Una línea de la última columna de Leila Guerriero me abre el camino de las mías. Así crece la vegetación de las ideas, a costa de un sano contagio expansivo y feliz, aunque las asociaciones mentales no traigan necesariamente luz y alegría. A veces, como en esta pedrada sugerente, nos lleva a desestabilizar todos los lugares comunes sobre la infancia.

Se trata de voltear la mirada, de salirse de la óptica de ver a los niños hacia abajo porque están dentro del resguardo adulto y todo es pequeño junto a ellos, y decir pequeñez es convocar sentimientos suaves, protectores, tanto como usar diminutivos para referirnos a ellos. Del cuidador infantil –llámese padre, madre, niñera o parvularia– se espera amor, atención suprema, inteligencia para sembrar las primeras huellas en las almas que, como los psicólogos nos han enseñado, son fundamentales para la persona en que se convertirán después. La realidad luego nos abofetea con información sobre los depredadores que se esconden en los pliegues de familias y comunidades para asaltar y atropellar el derecho al crecimiento sano. Que rastree cada ser humano en su memoria, más que nada las mujeres, y dará con el recuerdo de la garra que se extendió sobre sus cuerpos muy tempranamente.

Entradas de datos recopiladas
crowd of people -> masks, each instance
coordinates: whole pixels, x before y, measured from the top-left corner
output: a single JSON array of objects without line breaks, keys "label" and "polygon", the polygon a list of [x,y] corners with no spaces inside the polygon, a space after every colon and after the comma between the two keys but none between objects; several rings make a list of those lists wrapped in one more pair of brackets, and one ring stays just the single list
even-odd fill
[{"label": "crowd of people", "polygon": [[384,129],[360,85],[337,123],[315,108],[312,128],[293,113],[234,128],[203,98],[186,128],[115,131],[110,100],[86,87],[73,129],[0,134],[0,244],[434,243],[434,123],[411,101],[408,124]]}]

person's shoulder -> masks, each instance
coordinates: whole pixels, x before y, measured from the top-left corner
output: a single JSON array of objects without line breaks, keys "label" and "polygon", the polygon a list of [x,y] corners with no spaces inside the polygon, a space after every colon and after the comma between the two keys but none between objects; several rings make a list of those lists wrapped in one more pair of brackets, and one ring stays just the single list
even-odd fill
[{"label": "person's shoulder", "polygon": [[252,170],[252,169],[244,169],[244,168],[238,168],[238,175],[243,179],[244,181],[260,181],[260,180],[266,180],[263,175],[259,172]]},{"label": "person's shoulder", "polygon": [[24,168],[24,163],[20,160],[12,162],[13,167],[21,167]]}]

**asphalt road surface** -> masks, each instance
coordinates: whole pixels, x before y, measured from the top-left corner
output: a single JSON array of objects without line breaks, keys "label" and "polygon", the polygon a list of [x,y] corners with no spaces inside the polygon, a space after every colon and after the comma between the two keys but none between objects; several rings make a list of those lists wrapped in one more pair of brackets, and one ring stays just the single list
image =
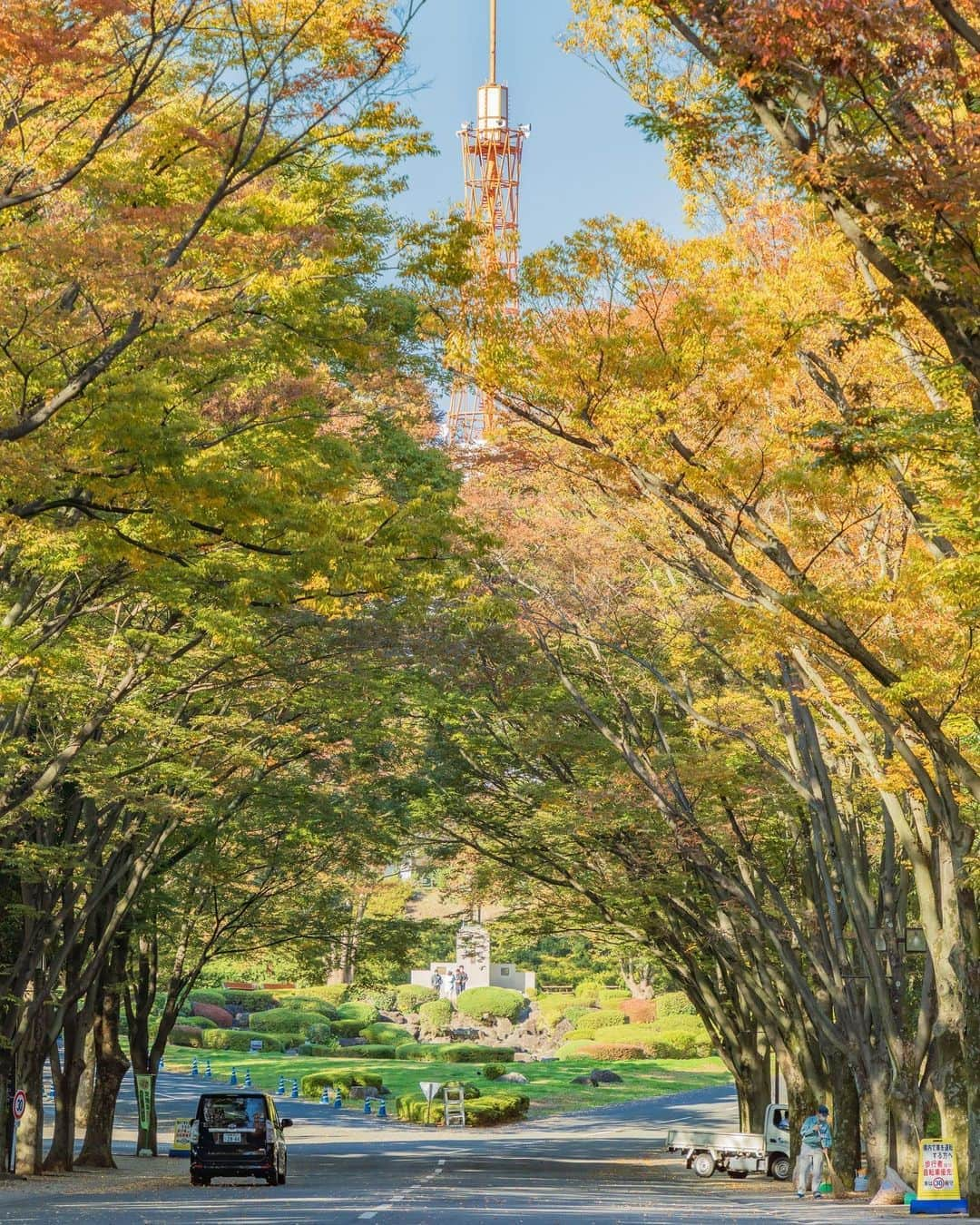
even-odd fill
[{"label": "asphalt road surface", "polygon": [[[200,1080],[164,1073],[160,1137],[187,1116]],[[742,1225],[889,1219],[861,1204],[797,1202],[764,1177],[697,1178],[663,1153],[669,1127],[731,1127],[730,1089],[608,1106],[491,1132],[426,1129],[281,1099],[284,1187],[249,1180],[189,1183],[187,1163],[140,1160],[131,1087],[119,1118],[119,1172],[0,1185],[0,1221],[103,1225]],[[165,1150],[165,1145],[164,1145]],[[908,1209],[905,1209],[905,1213]]]}]

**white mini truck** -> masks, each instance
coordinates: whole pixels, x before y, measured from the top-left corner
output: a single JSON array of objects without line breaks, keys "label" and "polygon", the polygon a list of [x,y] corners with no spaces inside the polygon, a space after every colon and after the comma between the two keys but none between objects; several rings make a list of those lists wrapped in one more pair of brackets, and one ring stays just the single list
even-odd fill
[{"label": "white mini truck", "polygon": [[679,1129],[666,1133],[666,1148],[670,1153],[684,1153],[687,1169],[702,1178],[724,1170],[729,1178],[767,1174],[785,1182],[790,1174],[788,1120],[788,1107],[773,1102],[766,1107],[762,1134]]}]

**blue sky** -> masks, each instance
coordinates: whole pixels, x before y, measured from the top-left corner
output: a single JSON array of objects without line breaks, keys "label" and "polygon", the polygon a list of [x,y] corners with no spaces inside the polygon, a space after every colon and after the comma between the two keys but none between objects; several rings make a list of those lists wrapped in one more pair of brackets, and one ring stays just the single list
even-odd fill
[{"label": "blue sky", "polygon": [[[626,126],[630,99],[601,72],[562,51],[567,0],[497,0],[497,77],[511,87],[511,123],[530,124],[524,148],[521,246],[527,252],[579,221],[615,213],[684,234],[680,192],[659,146]],[[462,198],[456,132],[475,119],[488,72],[488,0],[426,0],[412,27],[412,108],[432,132],[439,158],[409,167],[401,211],[426,217]]]}]

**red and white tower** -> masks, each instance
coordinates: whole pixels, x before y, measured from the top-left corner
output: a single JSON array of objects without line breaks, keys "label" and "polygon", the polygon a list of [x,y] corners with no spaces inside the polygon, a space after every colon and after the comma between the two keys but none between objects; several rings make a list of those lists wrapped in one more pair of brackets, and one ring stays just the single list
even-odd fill
[{"label": "red and white tower", "polygon": [[[490,77],[477,93],[477,123],[464,124],[457,135],[463,145],[466,216],[479,228],[480,265],[516,284],[521,154],[530,127],[511,127],[508,103],[507,86],[497,81],[497,0],[490,0]],[[479,442],[494,426],[494,409],[492,394],[458,382],[446,419],[450,443]]]}]

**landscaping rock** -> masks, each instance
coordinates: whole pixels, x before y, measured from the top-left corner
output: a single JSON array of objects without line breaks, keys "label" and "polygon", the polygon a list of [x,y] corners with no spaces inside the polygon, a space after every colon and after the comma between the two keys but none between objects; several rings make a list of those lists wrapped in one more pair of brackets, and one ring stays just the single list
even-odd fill
[{"label": "landscaping rock", "polygon": [[622,1077],[617,1072],[609,1072],[606,1068],[593,1068],[589,1072],[589,1080],[593,1084],[622,1084]]}]

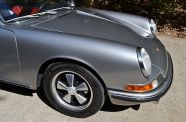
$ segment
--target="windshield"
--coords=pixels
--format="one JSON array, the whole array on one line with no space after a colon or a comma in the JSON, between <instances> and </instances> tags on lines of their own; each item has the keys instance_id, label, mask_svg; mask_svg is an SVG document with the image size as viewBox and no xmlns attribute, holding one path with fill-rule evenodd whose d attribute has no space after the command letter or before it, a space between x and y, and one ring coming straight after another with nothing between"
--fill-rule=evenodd
<instances>
[{"instance_id":1,"label":"windshield","mask_svg":"<svg viewBox=\"0 0 186 122\"><path fill-rule=\"evenodd\" d=\"M37 14L66 6L67 0L0 0L0 15L5 20Z\"/></svg>"}]
</instances>

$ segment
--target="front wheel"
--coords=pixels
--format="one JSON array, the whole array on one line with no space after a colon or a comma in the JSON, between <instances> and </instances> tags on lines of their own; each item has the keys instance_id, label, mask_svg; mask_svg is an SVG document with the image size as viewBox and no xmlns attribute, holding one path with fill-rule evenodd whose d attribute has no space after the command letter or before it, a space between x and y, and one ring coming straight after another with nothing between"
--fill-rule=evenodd
<instances>
[{"instance_id":1,"label":"front wheel","mask_svg":"<svg viewBox=\"0 0 186 122\"><path fill-rule=\"evenodd\" d=\"M87 69L75 64L54 64L44 75L44 91L49 102L68 116L85 118L104 104L104 89Z\"/></svg>"}]
</instances>

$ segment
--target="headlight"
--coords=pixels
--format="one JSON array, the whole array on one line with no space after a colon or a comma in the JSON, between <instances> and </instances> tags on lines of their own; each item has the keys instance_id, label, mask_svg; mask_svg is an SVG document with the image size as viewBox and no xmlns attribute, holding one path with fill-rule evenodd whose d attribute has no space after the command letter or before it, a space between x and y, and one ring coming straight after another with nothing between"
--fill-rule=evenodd
<instances>
[{"instance_id":1,"label":"headlight","mask_svg":"<svg viewBox=\"0 0 186 122\"><path fill-rule=\"evenodd\" d=\"M156 26L156 23L154 22L154 20L150 20L150 29L151 29L151 32L152 34L156 35L157 34L157 26Z\"/></svg>"},{"instance_id":2,"label":"headlight","mask_svg":"<svg viewBox=\"0 0 186 122\"><path fill-rule=\"evenodd\" d=\"M140 68L144 74L145 77L148 77L151 75L151 60L144 48L138 48L138 60Z\"/></svg>"}]
</instances>

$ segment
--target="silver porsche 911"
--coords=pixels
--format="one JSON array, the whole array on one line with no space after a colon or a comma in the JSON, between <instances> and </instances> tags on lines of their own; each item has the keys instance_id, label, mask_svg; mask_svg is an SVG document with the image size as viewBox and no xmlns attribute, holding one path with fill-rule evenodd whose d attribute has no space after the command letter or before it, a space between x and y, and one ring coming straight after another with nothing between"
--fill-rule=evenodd
<instances>
[{"instance_id":1,"label":"silver porsche 911","mask_svg":"<svg viewBox=\"0 0 186 122\"><path fill-rule=\"evenodd\" d=\"M41 87L56 110L80 118L106 100L158 101L171 86L173 65L154 21L73 5L0 0L1 82Z\"/></svg>"}]
</instances>

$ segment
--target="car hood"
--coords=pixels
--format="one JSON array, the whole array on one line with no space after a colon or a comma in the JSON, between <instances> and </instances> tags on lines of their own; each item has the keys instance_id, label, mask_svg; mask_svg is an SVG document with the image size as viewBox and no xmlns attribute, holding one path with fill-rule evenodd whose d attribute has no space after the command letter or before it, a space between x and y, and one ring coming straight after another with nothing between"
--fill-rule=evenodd
<instances>
[{"instance_id":1,"label":"car hood","mask_svg":"<svg viewBox=\"0 0 186 122\"><path fill-rule=\"evenodd\" d=\"M128 14L116 16L109 11L95 9L76 9L70 13L68 11L63 16L56 15L45 21L34 23L31 27L143 47L150 54L152 63L160 70L166 71L167 53L164 46L152 35L150 37L141 35L142 33L148 35L148 32L145 32L145 30L148 31L148 27L144 26L148 19ZM132 18L139 20L140 24L133 22ZM133 24L128 23L129 19ZM145 24L142 24L142 21Z\"/></svg>"}]
</instances>

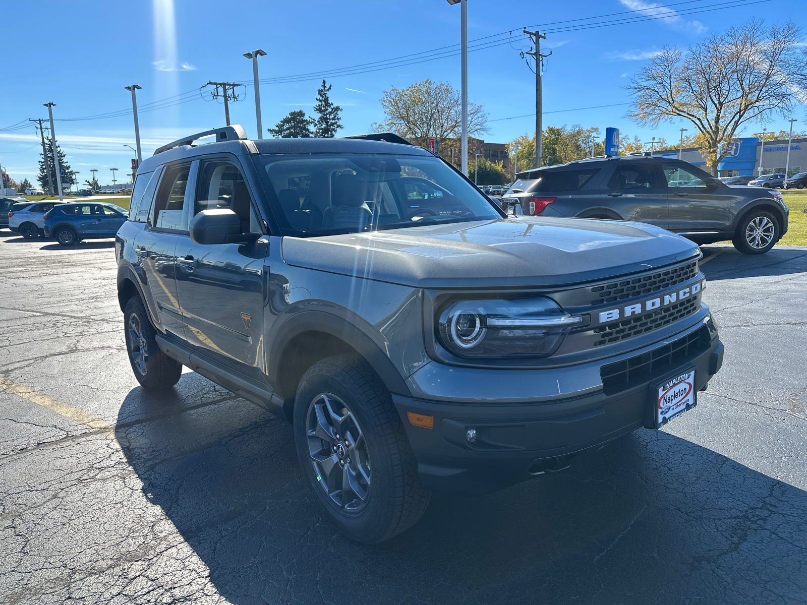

Qué se pide: Cita textualmente el pasaje de la columna sobre la infancia que comienza con "Una línea de" y continúa hasta "sobre la infancia.". El material no hace falta aquí.

Respuesta:
Una línea de la última columna de Leila Guerriero me abre el camino de las mías. Así crece la vegetación de las ideas, a costa de un sano contagio expansivo y feliz, aunque las asociaciones mentales no traigan necesariamente luz y alegría. A veces, como en esta pedrada sugerente, nos lleva a desestabilizar todos los lugares comunes sobre la infancia.